Written task:
Render the lines below as a Markdown table with a "Row" column numbering each one and a "Line" column holding its text, skipping blank lines and leaving the pictures out of the table.

Dataset extracts labeled with boxes:
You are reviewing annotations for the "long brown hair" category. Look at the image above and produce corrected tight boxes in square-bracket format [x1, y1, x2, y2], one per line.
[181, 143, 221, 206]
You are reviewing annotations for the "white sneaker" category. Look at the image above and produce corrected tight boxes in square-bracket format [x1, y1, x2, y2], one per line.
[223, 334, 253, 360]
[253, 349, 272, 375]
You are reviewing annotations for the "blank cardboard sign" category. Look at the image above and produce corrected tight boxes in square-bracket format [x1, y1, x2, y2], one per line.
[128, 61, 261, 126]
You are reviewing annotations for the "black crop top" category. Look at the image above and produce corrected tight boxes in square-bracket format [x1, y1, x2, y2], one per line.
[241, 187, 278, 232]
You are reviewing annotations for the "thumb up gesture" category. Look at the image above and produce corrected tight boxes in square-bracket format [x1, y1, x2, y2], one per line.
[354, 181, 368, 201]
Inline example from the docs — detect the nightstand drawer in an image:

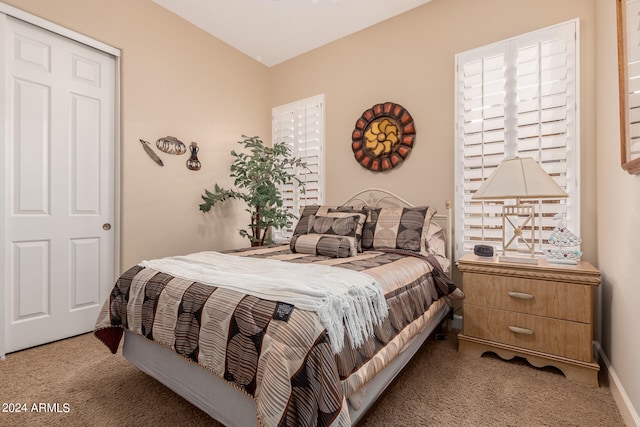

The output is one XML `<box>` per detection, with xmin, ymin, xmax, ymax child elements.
<box><xmin>463</xmin><ymin>272</ymin><xmax>592</xmax><ymax>323</ymax></box>
<box><xmin>462</xmin><ymin>306</ymin><xmax>593</xmax><ymax>362</ymax></box>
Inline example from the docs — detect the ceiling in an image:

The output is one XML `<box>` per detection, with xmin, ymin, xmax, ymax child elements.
<box><xmin>153</xmin><ymin>0</ymin><xmax>431</xmax><ymax>67</ymax></box>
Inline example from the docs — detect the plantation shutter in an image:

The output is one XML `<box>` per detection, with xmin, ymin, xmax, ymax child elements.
<box><xmin>456</xmin><ymin>21</ymin><xmax>579</xmax><ymax>257</ymax></box>
<box><xmin>625</xmin><ymin>0</ymin><xmax>640</xmax><ymax>159</ymax></box>
<box><xmin>272</xmin><ymin>95</ymin><xmax>324</xmax><ymax>241</ymax></box>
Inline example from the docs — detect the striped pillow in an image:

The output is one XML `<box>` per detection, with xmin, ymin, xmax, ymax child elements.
<box><xmin>292</xmin><ymin>234</ymin><xmax>351</xmax><ymax>258</ymax></box>
<box><xmin>289</xmin><ymin>212</ymin><xmax>364</xmax><ymax>256</ymax></box>
<box><xmin>362</xmin><ymin>206</ymin><xmax>436</xmax><ymax>253</ymax></box>
<box><xmin>293</xmin><ymin>205</ymin><xmax>353</xmax><ymax>241</ymax></box>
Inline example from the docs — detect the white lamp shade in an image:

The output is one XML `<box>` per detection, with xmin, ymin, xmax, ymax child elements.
<box><xmin>471</xmin><ymin>157</ymin><xmax>568</xmax><ymax>200</ymax></box>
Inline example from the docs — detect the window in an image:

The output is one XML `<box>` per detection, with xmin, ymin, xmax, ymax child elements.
<box><xmin>271</xmin><ymin>95</ymin><xmax>324</xmax><ymax>240</ymax></box>
<box><xmin>455</xmin><ymin>20</ymin><xmax>580</xmax><ymax>258</ymax></box>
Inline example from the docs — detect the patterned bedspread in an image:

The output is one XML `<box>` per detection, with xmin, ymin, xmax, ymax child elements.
<box><xmin>95</xmin><ymin>246</ymin><xmax>464</xmax><ymax>426</ymax></box>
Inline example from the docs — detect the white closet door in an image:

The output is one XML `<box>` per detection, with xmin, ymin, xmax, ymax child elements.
<box><xmin>0</xmin><ymin>14</ymin><xmax>116</xmax><ymax>353</ymax></box>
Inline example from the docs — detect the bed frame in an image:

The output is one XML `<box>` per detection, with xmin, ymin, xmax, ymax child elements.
<box><xmin>122</xmin><ymin>188</ymin><xmax>452</xmax><ymax>427</ymax></box>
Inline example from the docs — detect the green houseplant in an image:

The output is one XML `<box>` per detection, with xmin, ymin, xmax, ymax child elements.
<box><xmin>200</xmin><ymin>135</ymin><xmax>306</xmax><ymax>246</ymax></box>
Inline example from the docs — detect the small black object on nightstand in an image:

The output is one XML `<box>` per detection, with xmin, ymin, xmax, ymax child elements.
<box><xmin>473</xmin><ymin>245</ymin><xmax>493</xmax><ymax>258</ymax></box>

Complete answer:
| Row | Line |
|---|---|
| 1 | You are reviewing annotations for the "long brown hair" category. Look at the image above and produce corrected tight boxes in square-bracket format [x1, y1, x2, y2], one per line. |
| 2 | [181, 143, 221, 206] |
| 3 | You are reviewing annotations for the "white sneaker" category. Look at the image above and produce corrected tight boxes in square-bracket format [x1, y1, x2, y2], one per line. |
| 4 | [223, 334, 253, 360] |
| 5 | [253, 349, 272, 375] |
| 6 | You are reviewing annotations for the "blank cardboard sign" category. Look at the image above and produce corrected tight boxes in square-bracket format [x1, y1, x2, y2], one per line. |
| 7 | [128, 61, 261, 126] |
| 8 | You are reviewing annotations for the "black crop top" category. Look at the image above and produce corrected tight boxes in square-bracket format [x1, y1, x2, y2], one per line. |
| 9 | [241, 187, 278, 232] |
| 10 | You are reviewing annotations for the "thumb up gesture" category. Look at the image above and produce corrected tight boxes in square-bracket format [x1, y1, x2, y2], one per line. |
| 11 | [354, 181, 368, 201] |
| 12 | Inline example from the docs — detect the nightstand drawer in an image: |
| 13 | The output is one XML `<box>` per detection, with xmin, ymin, xmax, ymax child elements. |
| 14 | <box><xmin>463</xmin><ymin>272</ymin><xmax>592</xmax><ymax>323</ymax></box> |
| 15 | <box><xmin>462</xmin><ymin>306</ymin><xmax>593</xmax><ymax>362</ymax></box> |
| 16 | Inline example from the docs — detect the ceiling in an image: |
| 17 | The output is one XML `<box>` per detection, with xmin, ymin, xmax, ymax child elements. |
| 18 | <box><xmin>153</xmin><ymin>0</ymin><xmax>431</xmax><ymax>67</ymax></box> |
| 19 | Inline example from the docs — detect the plantation shutter in an image: |
| 20 | The output is one XML `<box>` per detection, with xmin, ymin, xmax, ymax child elements. |
| 21 | <box><xmin>456</xmin><ymin>21</ymin><xmax>579</xmax><ymax>257</ymax></box> |
| 22 | <box><xmin>625</xmin><ymin>0</ymin><xmax>640</xmax><ymax>159</ymax></box> |
| 23 | <box><xmin>272</xmin><ymin>95</ymin><xmax>324</xmax><ymax>241</ymax></box> |
| 24 | Inline example from the docs — detect the striped pillow in an image: |
| 25 | The output is one XML `<box>` per detection, with xmin, ymin, xmax, ymax child elements. |
| 26 | <box><xmin>292</xmin><ymin>234</ymin><xmax>351</xmax><ymax>258</ymax></box> |
| 27 | <box><xmin>289</xmin><ymin>212</ymin><xmax>364</xmax><ymax>256</ymax></box> |
| 28 | <box><xmin>362</xmin><ymin>206</ymin><xmax>436</xmax><ymax>253</ymax></box> |
| 29 | <box><xmin>293</xmin><ymin>205</ymin><xmax>353</xmax><ymax>241</ymax></box> |
| 30 | Inline example from the docs — detect the white lamp shade in an image: |
| 31 | The output is one XML `<box>` per detection, with xmin, ymin, xmax, ymax child elements. |
| 32 | <box><xmin>471</xmin><ymin>157</ymin><xmax>568</xmax><ymax>200</ymax></box> |
| 33 | Inline example from the docs — detect the window in an image: |
| 34 | The output is one XML `<box>` per detection, with xmin, ymin, xmax, ymax child elements. |
| 35 | <box><xmin>271</xmin><ymin>95</ymin><xmax>324</xmax><ymax>240</ymax></box> |
| 36 | <box><xmin>455</xmin><ymin>20</ymin><xmax>580</xmax><ymax>258</ymax></box> |
| 37 | Inline example from the docs — detect the patterned bedspread in an image: |
| 38 | The output is one XML `<box>` per detection, with xmin, ymin, xmax, ymax child elements. |
| 39 | <box><xmin>95</xmin><ymin>246</ymin><xmax>464</xmax><ymax>426</ymax></box> |
| 40 | Inline example from the docs — detect the white closet door in an image: |
| 41 | The output is one XML `<box>` per detection, with xmin, ymin, xmax, ymax child elements. |
| 42 | <box><xmin>0</xmin><ymin>14</ymin><xmax>116</xmax><ymax>353</ymax></box> |
| 43 | Inline example from the docs — detect the bed frame in an image: |
| 44 | The output is one XML `<box>` per detection, with xmin, ymin, xmax, ymax child elements. |
| 45 | <box><xmin>122</xmin><ymin>188</ymin><xmax>452</xmax><ymax>427</ymax></box> |
| 46 | Inline example from the docs — detect the green houseplant in an image: |
| 47 | The output is one XML `<box>` per detection, with xmin, ymin, xmax, ymax child elements. |
| 48 | <box><xmin>200</xmin><ymin>135</ymin><xmax>306</xmax><ymax>246</ymax></box> |
| 49 | Inline example from the docs — detect the small black object on nightstand in an image: |
| 50 | The output is one XML `<box>` per detection, with xmin, ymin, xmax, ymax child elements. |
| 51 | <box><xmin>473</xmin><ymin>245</ymin><xmax>493</xmax><ymax>258</ymax></box> |